Go through the material and return every line that contains the string "position".

[Opening INPUT RECORDS section]

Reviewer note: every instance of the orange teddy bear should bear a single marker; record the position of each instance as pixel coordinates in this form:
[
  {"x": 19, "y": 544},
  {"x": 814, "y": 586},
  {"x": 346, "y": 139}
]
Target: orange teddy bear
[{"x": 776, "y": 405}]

[Closing INPUT RECORDS section]
[Opening INPUT RECORDS section]

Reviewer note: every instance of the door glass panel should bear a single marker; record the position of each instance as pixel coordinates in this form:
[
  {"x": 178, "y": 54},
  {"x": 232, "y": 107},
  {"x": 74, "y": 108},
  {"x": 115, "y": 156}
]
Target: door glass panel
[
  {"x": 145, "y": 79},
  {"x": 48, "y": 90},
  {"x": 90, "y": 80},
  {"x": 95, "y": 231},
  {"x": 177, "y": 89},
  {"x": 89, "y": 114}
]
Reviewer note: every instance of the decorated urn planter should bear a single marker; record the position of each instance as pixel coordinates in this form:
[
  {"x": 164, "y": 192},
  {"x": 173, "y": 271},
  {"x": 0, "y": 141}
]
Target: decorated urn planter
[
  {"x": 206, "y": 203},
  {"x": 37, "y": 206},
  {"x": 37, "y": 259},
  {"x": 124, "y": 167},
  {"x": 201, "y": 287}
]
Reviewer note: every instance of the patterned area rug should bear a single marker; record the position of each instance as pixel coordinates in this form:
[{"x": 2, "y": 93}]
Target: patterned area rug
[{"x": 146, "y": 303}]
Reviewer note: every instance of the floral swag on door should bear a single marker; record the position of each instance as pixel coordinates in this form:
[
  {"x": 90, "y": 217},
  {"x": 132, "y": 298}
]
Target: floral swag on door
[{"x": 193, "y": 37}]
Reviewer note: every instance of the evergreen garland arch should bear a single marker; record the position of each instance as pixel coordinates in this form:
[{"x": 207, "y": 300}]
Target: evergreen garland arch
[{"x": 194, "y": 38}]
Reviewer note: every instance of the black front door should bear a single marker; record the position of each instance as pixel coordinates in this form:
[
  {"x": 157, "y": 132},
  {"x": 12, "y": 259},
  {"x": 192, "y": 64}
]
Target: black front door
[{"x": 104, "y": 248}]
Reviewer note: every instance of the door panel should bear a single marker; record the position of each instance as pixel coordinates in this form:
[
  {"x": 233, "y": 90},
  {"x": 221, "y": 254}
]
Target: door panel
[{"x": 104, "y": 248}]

[Closing INPUT RECORDS section]
[Opening INPUT RECORDS section]

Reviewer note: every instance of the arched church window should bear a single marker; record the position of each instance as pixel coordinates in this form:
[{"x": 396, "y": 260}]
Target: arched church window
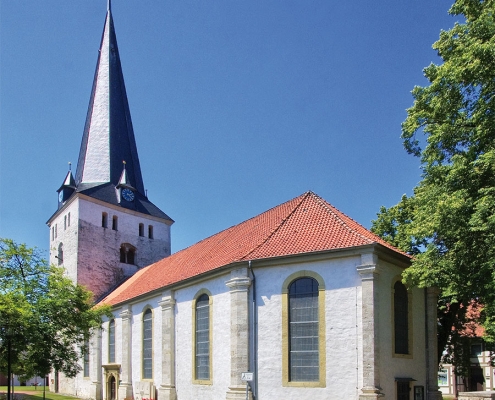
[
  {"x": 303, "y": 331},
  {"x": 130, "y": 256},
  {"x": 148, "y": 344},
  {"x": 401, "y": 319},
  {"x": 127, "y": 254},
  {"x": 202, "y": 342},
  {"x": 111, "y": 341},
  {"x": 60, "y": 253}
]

[Closing INPUT RECORDS section]

§ YOUR SOLUTION:
Reviewer note: every instance of the orange teddy bear should bear a single marker; record the position of each instance as pixel coordinates in this form:
Reviewer note: every instance of the door glass panel should bear a single marker; record the position of each instance as pixel coordinates in this form:
Reviewer note: every instance of the decorated urn planter should bear a single marker; record the position of each instance as pixel coordinates in this form:
Reviewer note: every instance of the patterned area rug should bear a single marker; record the position of each instance as pixel coordinates in this form:
Reviewer note: every instance of the floral swag on door should bear a single marker; record the position of each instance as pixel coordinates in this form:
Reviewer note: every instance of the evergreen garland arch should bear a single marker; record the position of each instance as pixel coordinates in this form:
Reviewer note: every instance of the black front door should bear a single marker; record the position of each instance as pixel coordinates in this form:
Reviewer note: every instance of the door panel should bear a single marker; record the position of each instance as pixel coordinates in this form:
Reviewer note: every instance of the arched church window should bear a single marker; record the position of each instance as pixel coordinates in this form:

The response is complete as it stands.